Below this line is a set of entries; quote exactly the lines from the line that contains "Target: white car" to the line that contains "Identify every instance of the black car", both lines included.
┄┄┄┄┄┄┄┄┄┄
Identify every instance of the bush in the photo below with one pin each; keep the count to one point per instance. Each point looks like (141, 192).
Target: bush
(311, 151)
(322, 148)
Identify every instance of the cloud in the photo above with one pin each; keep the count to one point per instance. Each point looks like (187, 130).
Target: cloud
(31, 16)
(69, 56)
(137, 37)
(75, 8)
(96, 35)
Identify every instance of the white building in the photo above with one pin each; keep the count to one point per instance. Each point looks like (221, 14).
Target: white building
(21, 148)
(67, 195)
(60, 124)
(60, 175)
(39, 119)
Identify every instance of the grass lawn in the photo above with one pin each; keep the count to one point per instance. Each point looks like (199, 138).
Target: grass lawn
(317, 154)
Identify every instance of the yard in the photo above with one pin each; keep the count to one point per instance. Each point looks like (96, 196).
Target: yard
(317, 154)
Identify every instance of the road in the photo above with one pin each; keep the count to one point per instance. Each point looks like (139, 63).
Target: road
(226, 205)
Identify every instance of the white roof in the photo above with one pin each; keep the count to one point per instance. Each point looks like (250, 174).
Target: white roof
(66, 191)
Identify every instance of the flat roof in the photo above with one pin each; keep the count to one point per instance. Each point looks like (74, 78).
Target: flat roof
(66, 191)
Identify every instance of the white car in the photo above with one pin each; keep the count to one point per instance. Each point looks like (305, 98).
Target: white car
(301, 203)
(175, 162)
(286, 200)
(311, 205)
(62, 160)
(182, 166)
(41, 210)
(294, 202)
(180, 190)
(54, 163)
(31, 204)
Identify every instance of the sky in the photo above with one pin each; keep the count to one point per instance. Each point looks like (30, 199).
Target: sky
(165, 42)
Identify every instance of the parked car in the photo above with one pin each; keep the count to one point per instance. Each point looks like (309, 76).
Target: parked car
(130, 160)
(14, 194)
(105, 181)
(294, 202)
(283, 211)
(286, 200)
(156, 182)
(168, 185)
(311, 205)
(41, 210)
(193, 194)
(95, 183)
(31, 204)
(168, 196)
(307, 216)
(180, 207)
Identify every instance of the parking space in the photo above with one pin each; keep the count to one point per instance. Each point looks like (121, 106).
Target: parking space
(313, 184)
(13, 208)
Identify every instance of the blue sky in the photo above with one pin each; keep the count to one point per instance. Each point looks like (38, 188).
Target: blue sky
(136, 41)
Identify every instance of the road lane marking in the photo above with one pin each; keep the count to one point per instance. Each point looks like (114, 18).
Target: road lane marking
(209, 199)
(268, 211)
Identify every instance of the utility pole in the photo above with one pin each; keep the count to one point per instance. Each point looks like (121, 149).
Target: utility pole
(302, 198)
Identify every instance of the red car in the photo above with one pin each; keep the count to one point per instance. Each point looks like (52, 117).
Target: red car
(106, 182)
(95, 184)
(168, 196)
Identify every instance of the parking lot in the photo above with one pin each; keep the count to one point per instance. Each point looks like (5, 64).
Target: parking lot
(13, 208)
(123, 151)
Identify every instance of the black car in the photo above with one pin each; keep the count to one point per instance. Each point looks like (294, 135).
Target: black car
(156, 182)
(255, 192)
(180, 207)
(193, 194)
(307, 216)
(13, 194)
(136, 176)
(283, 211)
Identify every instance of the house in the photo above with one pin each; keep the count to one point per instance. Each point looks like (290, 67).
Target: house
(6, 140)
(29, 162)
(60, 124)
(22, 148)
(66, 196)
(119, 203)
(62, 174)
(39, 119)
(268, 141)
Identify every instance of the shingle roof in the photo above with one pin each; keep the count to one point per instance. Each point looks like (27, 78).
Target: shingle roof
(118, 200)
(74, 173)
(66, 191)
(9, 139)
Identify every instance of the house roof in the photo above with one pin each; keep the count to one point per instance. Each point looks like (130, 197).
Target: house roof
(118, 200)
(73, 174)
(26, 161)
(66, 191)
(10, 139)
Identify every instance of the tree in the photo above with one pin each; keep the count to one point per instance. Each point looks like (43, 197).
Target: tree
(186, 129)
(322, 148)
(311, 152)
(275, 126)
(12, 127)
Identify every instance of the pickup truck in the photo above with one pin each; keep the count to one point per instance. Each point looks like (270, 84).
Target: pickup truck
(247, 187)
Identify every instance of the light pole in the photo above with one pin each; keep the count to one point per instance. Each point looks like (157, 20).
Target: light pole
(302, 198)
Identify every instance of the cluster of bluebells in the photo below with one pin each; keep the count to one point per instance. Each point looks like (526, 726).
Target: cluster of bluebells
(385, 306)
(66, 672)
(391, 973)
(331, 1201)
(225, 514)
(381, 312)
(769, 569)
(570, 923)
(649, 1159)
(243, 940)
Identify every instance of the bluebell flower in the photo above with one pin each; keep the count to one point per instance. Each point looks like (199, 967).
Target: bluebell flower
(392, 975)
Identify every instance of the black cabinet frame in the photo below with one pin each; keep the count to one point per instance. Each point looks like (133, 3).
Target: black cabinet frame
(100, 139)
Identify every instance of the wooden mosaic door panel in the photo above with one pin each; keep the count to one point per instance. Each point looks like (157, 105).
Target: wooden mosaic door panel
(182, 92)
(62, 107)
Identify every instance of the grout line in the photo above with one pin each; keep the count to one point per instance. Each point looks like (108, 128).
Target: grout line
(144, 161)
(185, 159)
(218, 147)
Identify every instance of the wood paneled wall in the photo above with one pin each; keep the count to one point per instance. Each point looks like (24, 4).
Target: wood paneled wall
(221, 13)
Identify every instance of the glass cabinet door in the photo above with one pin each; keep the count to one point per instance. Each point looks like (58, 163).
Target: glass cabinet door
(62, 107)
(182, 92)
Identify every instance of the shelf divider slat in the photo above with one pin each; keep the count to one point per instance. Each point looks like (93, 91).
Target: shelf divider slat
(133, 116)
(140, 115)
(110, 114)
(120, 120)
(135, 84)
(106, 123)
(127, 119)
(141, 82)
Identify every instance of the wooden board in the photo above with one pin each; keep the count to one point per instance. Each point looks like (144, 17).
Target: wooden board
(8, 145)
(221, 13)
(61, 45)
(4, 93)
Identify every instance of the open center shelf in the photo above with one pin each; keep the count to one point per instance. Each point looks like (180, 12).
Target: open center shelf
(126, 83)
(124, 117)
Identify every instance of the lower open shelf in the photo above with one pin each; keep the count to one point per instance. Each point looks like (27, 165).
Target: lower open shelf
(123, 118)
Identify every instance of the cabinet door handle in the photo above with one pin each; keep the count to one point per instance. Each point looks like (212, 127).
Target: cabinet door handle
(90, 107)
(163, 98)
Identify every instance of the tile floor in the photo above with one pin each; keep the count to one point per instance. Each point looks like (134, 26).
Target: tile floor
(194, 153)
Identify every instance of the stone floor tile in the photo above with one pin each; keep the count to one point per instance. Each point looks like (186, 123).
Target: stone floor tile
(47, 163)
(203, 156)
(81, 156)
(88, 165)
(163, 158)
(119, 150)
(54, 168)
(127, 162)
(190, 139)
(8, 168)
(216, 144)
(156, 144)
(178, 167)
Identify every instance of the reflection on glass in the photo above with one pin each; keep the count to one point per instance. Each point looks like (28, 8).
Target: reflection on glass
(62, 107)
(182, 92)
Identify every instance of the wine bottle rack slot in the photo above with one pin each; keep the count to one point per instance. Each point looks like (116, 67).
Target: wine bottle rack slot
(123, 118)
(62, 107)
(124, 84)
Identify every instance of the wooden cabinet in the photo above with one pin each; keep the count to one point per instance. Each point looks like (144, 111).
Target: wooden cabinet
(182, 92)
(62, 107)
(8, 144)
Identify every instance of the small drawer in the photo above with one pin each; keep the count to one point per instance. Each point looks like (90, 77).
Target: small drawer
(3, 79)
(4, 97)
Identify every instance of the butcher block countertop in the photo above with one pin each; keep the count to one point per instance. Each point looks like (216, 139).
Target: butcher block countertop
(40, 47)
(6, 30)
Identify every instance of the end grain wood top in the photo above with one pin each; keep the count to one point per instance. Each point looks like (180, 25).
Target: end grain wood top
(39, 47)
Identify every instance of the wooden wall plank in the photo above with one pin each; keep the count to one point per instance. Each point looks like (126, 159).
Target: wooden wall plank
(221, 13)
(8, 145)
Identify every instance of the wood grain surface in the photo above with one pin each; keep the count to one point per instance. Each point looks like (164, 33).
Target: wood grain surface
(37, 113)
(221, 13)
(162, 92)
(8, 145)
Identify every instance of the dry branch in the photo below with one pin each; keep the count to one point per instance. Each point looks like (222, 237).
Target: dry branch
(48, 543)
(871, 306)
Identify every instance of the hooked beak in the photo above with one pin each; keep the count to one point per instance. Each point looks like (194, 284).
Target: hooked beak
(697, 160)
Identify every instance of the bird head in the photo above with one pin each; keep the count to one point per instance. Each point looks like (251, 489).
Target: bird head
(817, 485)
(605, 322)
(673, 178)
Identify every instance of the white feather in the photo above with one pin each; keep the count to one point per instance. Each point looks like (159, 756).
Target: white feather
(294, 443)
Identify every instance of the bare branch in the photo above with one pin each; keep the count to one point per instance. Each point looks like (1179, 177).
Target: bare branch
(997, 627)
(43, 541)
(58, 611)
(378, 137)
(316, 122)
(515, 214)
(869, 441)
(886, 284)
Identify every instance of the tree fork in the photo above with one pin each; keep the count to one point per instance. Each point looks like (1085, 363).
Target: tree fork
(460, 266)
┄┄┄┄┄┄┄┄┄┄
# [Exercise response]
Target: white car
(301, 203)
(175, 162)
(286, 200)
(311, 205)
(62, 160)
(182, 166)
(41, 210)
(294, 202)
(180, 190)
(54, 163)
(31, 204)
Identify every instance of the sky in the photo above with one pin each; keep the count to one point per instance. Each point looks like (30, 199).
Target: sky
(165, 42)
Identify every instance of the parked car in the photo above with one pin each; keep the count to one point per instance. Each point looks like (309, 76).
Target: parked car
(130, 160)
(14, 194)
(105, 181)
(294, 202)
(283, 211)
(286, 200)
(156, 182)
(168, 185)
(311, 205)
(41, 210)
(193, 194)
(95, 183)
(31, 204)
(168, 196)
(307, 216)
(180, 207)
Identify every instance of the parking space in the photo above with one pin each; keep the count to one point per instance. Each point looks like (121, 106).
Target: parking space
(313, 184)
(13, 208)
Identify every instance of the blue sky in the photo above with one pin each; keep the count to one point per instance. Each point looks like (38, 188).
Target: blue sky
(136, 41)
Identify every instance of the road lane marking in the photo above with one pin each; keep the count to one point per instance. Each point looks like (114, 18).
Target: road lane marking
(209, 199)
(268, 211)
Identify every instance of the utility pole in the photo above with one pin each; keep the count to one point per instance. Each point looks like (121, 149).
Target: utility pole
(302, 198)
Identify every instance of the red car in the photo above with one pin each; keep the count to one point per instance. Each point looks like (52, 117).
Target: red car
(106, 182)
(95, 184)
(168, 196)
Identify every instance of the parking lot in the photo above with one pin each; keep the count to one point per instance. Each point looks like (5, 64).
Target: parking lot
(13, 208)
(123, 151)
Identify every instance of the black car in the photo above with one pin each; keep the count to one point per instance. Each point looks like (294, 135).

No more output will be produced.